Like today, if a Switch [REDACTED] game can't fit everything on the card, it can fit the rest on the eShop servers. That's how Xbox deals with it.

I really don't think it's that big a deal - or that big a hurdle. There just wasn't that much of a stink made about New 3DS cards fitting 3DS, or DSi Cards in DS.
In fact, what you mention already happens in certain Switch physical games.
For example, the GTA trilogy includes all three SKUs on the cartridge, but only two of them are complete, the third only includes a few MB verification and requires you to download the entire game as an "update".
 
What do the latest leaks and credible rumors put the Switch 2 power at?
Between the PS4 and PS4 Pro in raw power, but being a newer architecture and having DLSS, probably in realm of a slow PS5, rather than a fast PS4.

Closest to the Xbox Series S. Probably designed to be, to some extent, a console where Gen 9 games are possible at the baseline.
 
In fact, what you mention already happens in certain Switch physical games.
For example, the GTA trilogy includes all three SKUs on the cartridge, but only two of them are complete, the third only includes a few MB verification and requires you to download the entire game as an "update".
Why would they even be seperate SKUs, honestly? But yeah, I imagine a lot of them will have the full "base" Switch game playable on all models, but prompt an "update" for the enhancements if you're on a Switch [REDACTED] and connected to the internet, unless they could fit those enhancements onto the Game Card.

•••••

▶ Exercise task 1:
Rewrite the saved entries from the first line up to and including the line with "column 101, row 123", replacing "beach umbrella" with "parasol" and leaving everything else unchanged.
The forum discussion and the entries below it come from unrelated sources.

[Saved entries]
•••••

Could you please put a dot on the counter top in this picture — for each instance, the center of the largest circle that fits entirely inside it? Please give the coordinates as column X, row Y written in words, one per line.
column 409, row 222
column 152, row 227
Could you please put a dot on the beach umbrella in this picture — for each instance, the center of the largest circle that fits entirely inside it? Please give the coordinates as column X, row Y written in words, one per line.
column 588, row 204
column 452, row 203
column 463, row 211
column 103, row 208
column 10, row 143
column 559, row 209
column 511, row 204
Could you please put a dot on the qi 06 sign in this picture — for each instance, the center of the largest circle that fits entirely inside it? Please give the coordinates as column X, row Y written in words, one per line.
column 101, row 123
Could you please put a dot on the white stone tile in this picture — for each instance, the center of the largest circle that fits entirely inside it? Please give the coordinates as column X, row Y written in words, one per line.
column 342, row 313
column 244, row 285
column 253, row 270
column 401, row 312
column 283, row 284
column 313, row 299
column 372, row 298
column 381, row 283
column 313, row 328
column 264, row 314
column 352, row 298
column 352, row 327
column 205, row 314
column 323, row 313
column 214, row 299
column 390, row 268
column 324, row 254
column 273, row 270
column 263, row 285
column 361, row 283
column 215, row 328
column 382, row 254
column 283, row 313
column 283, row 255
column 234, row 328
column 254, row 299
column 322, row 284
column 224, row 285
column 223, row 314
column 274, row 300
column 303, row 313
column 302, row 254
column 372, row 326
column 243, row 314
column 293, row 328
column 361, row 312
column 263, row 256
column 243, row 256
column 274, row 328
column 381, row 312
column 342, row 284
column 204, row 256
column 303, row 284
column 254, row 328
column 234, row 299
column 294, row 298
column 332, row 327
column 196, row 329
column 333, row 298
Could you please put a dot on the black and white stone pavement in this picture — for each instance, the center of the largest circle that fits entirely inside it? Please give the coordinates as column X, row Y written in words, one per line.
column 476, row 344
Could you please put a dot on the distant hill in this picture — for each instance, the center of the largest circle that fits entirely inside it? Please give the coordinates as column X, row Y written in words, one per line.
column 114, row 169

•••••

▶ Exercise task 2:
From the Switch 2 forum discussion, copy word for word the passage from "Closest to the" up to and including "the Game Card.".

▶ Expected answer 1:
Could you please put a dot on the counter top in this picture — for each instance, the center of the largest circle that fits entirely inside it? Please give the coordinates as column X, row Y written in words, one per line.
column 409, row 222
column 152, row 227
Could you please put a dot on the parasol in this picture — for each instance, the center of the largest circle that fits entirely inside it? Please give the coordinates as column X, row Y written in words, one per line.
column 588, row 204
column 452, row 203
column 463, row 211
column 103, row 208
column 10, row 143
column 559, row 209
column 511, row 204
Could you please put a dot on the qi 06 sign in this picture — for each instance, the center of the largest circle that fits entirely inside it? Please give the coordinates as column X, row Y written in words, one per line.
column 101, row 123

▶ Expected answer 2:
Closest to the Xbox Series S. Probably designed to be, to some extent, a console where Gen 9 games are possible at the baseline.
 
In fact, what you mention already happens in certain Switch physical games.
For example, the GTA trilogy includes all three SKUs on the cartridge, but only two of them are complete, the third only includes a few MB verification and requires you to download the entire game as an "update".
Why would they even be seperate SKUs, honestly? But yeah, I imagine a lot of them will have the full "base" Switch game playable on all models, but prompt an "update" for the enhancements if you're on a Switch [REDACTED] and connected to the internet, unless they could fit those enhancements onto the Game Card.